[Collected data]

• • • •

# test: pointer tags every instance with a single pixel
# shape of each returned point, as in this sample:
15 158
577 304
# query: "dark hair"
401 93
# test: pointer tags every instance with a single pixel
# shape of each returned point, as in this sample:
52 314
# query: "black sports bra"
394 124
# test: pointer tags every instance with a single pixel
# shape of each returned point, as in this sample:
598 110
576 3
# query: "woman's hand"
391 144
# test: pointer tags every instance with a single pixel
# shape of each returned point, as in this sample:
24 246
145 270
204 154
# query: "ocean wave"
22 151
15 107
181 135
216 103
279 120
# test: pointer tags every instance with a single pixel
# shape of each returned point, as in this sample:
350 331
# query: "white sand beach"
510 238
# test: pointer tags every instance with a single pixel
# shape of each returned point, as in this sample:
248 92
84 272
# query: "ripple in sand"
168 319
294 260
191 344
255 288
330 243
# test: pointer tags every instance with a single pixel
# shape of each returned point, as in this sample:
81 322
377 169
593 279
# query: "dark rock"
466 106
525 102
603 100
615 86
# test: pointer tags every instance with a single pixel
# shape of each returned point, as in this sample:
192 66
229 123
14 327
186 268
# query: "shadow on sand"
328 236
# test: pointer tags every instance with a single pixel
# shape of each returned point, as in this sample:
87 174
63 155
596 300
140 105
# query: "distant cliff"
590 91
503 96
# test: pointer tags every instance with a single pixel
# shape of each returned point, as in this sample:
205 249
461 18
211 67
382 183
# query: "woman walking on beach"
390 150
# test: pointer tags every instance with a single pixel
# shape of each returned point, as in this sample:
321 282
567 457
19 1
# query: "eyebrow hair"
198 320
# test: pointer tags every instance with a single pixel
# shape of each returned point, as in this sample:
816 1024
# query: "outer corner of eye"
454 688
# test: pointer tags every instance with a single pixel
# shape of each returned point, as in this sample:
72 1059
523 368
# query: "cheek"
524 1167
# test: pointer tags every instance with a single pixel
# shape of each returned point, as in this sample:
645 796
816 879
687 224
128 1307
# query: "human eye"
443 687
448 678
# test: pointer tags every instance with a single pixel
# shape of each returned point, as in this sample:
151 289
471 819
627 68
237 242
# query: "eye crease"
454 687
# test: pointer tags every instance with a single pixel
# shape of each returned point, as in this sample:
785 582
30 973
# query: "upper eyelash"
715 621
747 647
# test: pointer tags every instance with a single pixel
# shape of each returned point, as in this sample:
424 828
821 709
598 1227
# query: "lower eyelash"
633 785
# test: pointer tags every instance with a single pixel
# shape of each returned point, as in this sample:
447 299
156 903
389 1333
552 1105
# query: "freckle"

• • • •

Task description => Once you have read the records above, please copy them out exactly.

Expected answer =>
# test: pointer tags every instance with a single pixel
# shape of each returned point, as in this sample:
15 158
577 304
# query: "dark hair"
401 93
# test: pointer tags every instance with a single pixel
# shape of each returned point, as in this sample:
52 314
# query: "black sports bra"
394 124
# test: pointer tags every instance with a single pixel
# shape of each returned point, as in this sample:
598 110
576 3
# query: "woman's hand"
391 144
# test: pointer tags every instance with a single pixel
# shape of each returned point, as in this sample:
24 246
145 270
204 154
# query: "ocean wave"
22 151
15 107
181 135
216 103
279 120
# test: pointer tags every instance with a single pixel
# shape of each returned point, as in this sample:
350 331
# query: "white sand beach"
510 238
# test: pointer tags every instance with a single pixel
# shape of each returned point, as in this sample:
248 92
84 272
# query: "ripple in sand"
168 319
294 260
191 344
255 288
330 243
# test: pointer tags every instance with a single pixel
# shape of each returned point, as in this sample:
81 322
377 169
593 279
# query: "dark rock"
466 106
525 102
603 100
615 86
# test: pointer tags every instance with a single pixel
# shape of each returned point, as in this sample:
192 66
229 123
14 327
186 268
# query: "shadow on sand"
328 236
# test: pointer tags every instance with a single pixel
# shape of each returned point, as in this sample:
87 174
63 155
596 300
140 105
# query: "distant cliff"
590 91
503 96
# test: pointer tags every instance with a single pixel
# shape of each returned point, as in this sample:
205 249
461 18
211 67
382 183
# query: "woman walking on beach"
390 150
# test: pointer tags every instance with a single pixel
# shape of each returned point, as in this sample:
321 282
567 457
19 1
# query: "eyebrow hair"
198 320
# test: pointer tags every instance with a single pixel
# shape of each returned point, as in this sample:
816 1024
# query: "outer corner of eye"
454 688
# test: pointer tags every instance with a single pixel
# shape of each returned point, as in this sample:
72 1059
523 368
# query: "cheek"
524 1167
# test: pointer tags every instance with a single pixel
# shape of each returned point, as in this sample:
645 796
816 879
687 224
128 1307
# query: "human eye"
443 687
448 678
# test: pointer tags every instance with a single pixel
# shape of each returned point, as in this sample:
151 289
471 819
627 68
237 242
# query: "eye crease"
454 687
# test: pointer tags every instance with a single pixel
# shape of each returned point, as in this sample:
785 582
30 973
# query: "upper eyelash"
715 621
747 647
# test: pointer tags every instance with a single pixel
# shape of each returned point, as in this sample:
424 828
821 709
598 1227
# query: "lower eyelash"
633 785
# test: pointer tags every instance with a single pixel
# shape of each returned point, as in this sample:
447 299
156 903
389 1333
552 1105
# query: "freckle"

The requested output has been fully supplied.